▶ _STORED DATA_:
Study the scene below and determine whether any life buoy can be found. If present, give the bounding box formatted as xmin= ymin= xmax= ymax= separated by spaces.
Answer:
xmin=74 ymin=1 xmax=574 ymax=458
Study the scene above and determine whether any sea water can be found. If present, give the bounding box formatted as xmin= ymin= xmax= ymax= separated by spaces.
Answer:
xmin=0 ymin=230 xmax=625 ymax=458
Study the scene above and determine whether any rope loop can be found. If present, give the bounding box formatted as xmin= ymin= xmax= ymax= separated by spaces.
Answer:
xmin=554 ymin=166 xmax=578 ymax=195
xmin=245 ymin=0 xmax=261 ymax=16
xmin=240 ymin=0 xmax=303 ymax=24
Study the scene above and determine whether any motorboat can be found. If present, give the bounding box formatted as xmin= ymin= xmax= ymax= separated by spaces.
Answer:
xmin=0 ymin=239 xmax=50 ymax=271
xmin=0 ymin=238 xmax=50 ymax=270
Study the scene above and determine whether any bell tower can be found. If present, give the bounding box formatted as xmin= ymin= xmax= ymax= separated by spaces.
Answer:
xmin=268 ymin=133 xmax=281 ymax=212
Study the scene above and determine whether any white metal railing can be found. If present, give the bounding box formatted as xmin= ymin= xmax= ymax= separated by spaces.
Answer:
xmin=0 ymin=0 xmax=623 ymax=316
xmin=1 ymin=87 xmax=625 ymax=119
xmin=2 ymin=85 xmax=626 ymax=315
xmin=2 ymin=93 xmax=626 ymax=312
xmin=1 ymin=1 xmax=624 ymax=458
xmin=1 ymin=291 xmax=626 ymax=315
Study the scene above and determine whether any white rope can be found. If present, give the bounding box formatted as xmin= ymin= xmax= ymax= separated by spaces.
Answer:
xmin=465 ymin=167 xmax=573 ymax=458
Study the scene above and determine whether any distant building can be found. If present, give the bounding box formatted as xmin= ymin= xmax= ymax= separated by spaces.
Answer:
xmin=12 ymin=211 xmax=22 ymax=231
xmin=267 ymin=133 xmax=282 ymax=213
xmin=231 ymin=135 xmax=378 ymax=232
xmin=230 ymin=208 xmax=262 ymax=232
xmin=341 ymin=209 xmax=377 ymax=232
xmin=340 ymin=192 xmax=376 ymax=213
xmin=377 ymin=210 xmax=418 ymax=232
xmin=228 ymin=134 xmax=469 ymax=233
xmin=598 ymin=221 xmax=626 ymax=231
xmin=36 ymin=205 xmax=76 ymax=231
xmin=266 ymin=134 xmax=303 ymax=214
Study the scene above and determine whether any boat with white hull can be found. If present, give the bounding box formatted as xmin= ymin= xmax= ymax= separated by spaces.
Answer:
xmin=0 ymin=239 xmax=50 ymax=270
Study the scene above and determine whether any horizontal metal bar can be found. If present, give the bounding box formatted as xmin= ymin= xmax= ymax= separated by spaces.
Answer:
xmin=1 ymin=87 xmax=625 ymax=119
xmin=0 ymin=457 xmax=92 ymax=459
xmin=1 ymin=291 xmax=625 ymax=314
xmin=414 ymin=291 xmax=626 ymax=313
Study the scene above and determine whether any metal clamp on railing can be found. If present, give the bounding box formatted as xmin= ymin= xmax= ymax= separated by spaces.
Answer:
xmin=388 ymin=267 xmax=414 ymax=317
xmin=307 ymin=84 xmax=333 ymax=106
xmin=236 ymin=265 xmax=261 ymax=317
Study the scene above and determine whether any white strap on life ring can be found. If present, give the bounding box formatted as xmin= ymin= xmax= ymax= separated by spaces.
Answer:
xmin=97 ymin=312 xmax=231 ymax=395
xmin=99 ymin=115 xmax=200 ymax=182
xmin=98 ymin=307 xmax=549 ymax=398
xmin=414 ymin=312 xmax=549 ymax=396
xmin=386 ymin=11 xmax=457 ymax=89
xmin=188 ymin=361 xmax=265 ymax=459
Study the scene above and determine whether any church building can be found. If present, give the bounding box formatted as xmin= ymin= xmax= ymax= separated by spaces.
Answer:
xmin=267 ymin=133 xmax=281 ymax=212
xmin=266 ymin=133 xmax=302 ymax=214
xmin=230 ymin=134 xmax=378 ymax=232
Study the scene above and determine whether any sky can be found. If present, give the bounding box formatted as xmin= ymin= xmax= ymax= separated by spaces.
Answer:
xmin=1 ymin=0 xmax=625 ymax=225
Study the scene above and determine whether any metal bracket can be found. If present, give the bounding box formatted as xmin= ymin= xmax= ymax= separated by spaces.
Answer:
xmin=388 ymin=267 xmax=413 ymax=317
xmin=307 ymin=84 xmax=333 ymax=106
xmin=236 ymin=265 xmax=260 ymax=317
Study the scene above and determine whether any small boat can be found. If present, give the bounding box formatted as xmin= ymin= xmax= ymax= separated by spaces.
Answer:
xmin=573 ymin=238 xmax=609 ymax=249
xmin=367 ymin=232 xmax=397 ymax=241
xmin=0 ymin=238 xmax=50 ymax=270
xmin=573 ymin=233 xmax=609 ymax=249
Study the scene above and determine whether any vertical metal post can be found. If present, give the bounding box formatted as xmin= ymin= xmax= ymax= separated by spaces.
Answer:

▶ _PROBLEM DETAILS_: The answer must be a verbatim transcription of all the entries.

▶ _EXERCISE OUTPUT_:
Study the scene below and determine whether any life buoy can be found. If present, give the bounding box formatted as xmin= ymin= xmax= ymax= separated by spaces.
Answer:
xmin=74 ymin=1 xmax=574 ymax=458
Study the scene above and determine whether any sea water can be found. If present, give the bounding box formatted as xmin= ymin= xmax= ymax= separated by spaces.
Answer:
xmin=0 ymin=230 xmax=625 ymax=458
Study the scene above and determine whether any rope loop can be found. If present, give the bounding box formatted as xmin= ymin= xmax= ymax= separated by spaces.
Answer:
xmin=554 ymin=166 xmax=578 ymax=195
xmin=245 ymin=0 xmax=261 ymax=16
xmin=240 ymin=0 xmax=303 ymax=24
Study the scene above and determine whether any motorboat can be found. If present, give the bounding box formatted as xmin= ymin= xmax= ymax= separated by spaces.
Answer:
xmin=0 ymin=239 xmax=50 ymax=271
xmin=0 ymin=238 xmax=50 ymax=270
Study the scene above and determine whether any bell tower can be found. If present, give the bounding box formatted as xmin= ymin= xmax= ymax= separated by spaces.
Answer:
xmin=268 ymin=133 xmax=281 ymax=212
Study the scene above and determine whether any white metal railing can be found. If present, give the bounding box formatted as xmin= ymin= xmax= ymax= separated by spaces.
Answer:
xmin=0 ymin=0 xmax=623 ymax=316
xmin=1 ymin=87 xmax=625 ymax=119
xmin=2 ymin=85 xmax=626 ymax=315
xmin=2 ymin=93 xmax=626 ymax=312
xmin=1 ymin=1 xmax=624 ymax=458
xmin=1 ymin=291 xmax=626 ymax=315
Study the scene above and determine whether any white rope can be found. If present, give the bounding box formatted as xmin= ymin= xmax= ymax= separated by spaces.
Answer:
xmin=465 ymin=167 xmax=573 ymax=458
Study the scene above and determine whether any distant building can be found. If present, give the bounding box formatted as xmin= ymin= xmax= ymax= separated by spaces.
Answer:
xmin=12 ymin=211 xmax=22 ymax=231
xmin=267 ymin=133 xmax=282 ymax=213
xmin=231 ymin=135 xmax=378 ymax=232
xmin=230 ymin=208 xmax=262 ymax=232
xmin=341 ymin=209 xmax=377 ymax=232
xmin=340 ymin=192 xmax=376 ymax=213
xmin=377 ymin=210 xmax=418 ymax=232
xmin=228 ymin=134 xmax=469 ymax=233
xmin=598 ymin=221 xmax=626 ymax=231
xmin=36 ymin=205 xmax=76 ymax=231
xmin=266 ymin=134 xmax=303 ymax=214
Study the scene above and determine whether any boat with white hull can be found. If present, give the bounding box formatted as xmin= ymin= xmax= ymax= separated by spaces.
Answer:
xmin=0 ymin=239 xmax=50 ymax=270
Study the scene above and determine whether any horizontal metal bar can be found. If present, give the bounding box formatted as xmin= ymin= xmax= ymax= separated by spaces.
Answer:
xmin=1 ymin=87 xmax=625 ymax=119
xmin=0 ymin=457 xmax=92 ymax=459
xmin=1 ymin=291 xmax=625 ymax=314
xmin=414 ymin=291 xmax=626 ymax=313
Study the scene above and determine whether any metal clamp on railing can be found. If present, give the bounding box formatted as xmin= ymin= xmax= ymax= separated by spaces.
Answer:
xmin=388 ymin=267 xmax=414 ymax=317
xmin=307 ymin=84 xmax=333 ymax=106
xmin=236 ymin=265 xmax=261 ymax=317
Study the scene above and determine whether any white strap on life ring can be found. If present, give the bounding box formatted as xmin= ymin= xmax= ymax= separated by spaces.
Answer:
xmin=97 ymin=312 xmax=231 ymax=395
xmin=99 ymin=115 xmax=200 ymax=182
xmin=98 ymin=307 xmax=549 ymax=398
xmin=414 ymin=312 xmax=549 ymax=396
xmin=386 ymin=11 xmax=457 ymax=89
xmin=188 ymin=361 xmax=265 ymax=459
Study the scene above and determine whether any church building can be found. If present, give the bounding box formatted as xmin= ymin= xmax= ymax= separated by spaces.
Answer:
xmin=267 ymin=133 xmax=281 ymax=212
xmin=266 ymin=133 xmax=302 ymax=214
xmin=230 ymin=134 xmax=378 ymax=232
Study the scene above and determine whether any sky can be found. If present, give the bounding box formatted as xmin= ymin= xmax= ymax= separated by spaces.
Answer:
xmin=1 ymin=0 xmax=625 ymax=225
Study the scene above and determine whether any metal bracket can be found. If present, give the bounding box formatted as xmin= ymin= xmax= ymax= separated by spaces.
Answer:
xmin=388 ymin=267 xmax=413 ymax=317
xmin=307 ymin=84 xmax=333 ymax=106
xmin=236 ymin=265 xmax=260 ymax=317
Study the scene above and determine whether any small boat can be found. If present, give the bounding box formatted as xmin= ymin= xmax= ymax= separated by spaces.
Answer:
xmin=573 ymin=238 xmax=609 ymax=249
xmin=367 ymin=232 xmax=397 ymax=241
xmin=0 ymin=238 xmax=50 ymax=270
xmin=573 ymin=233 xmax=609 ymax=249
Study the scene above and determine whether any vertical metal post can be found. If present, give the bounding box formatted as xmin= ymin= xmax= ymax= separated by spaces.
Answer:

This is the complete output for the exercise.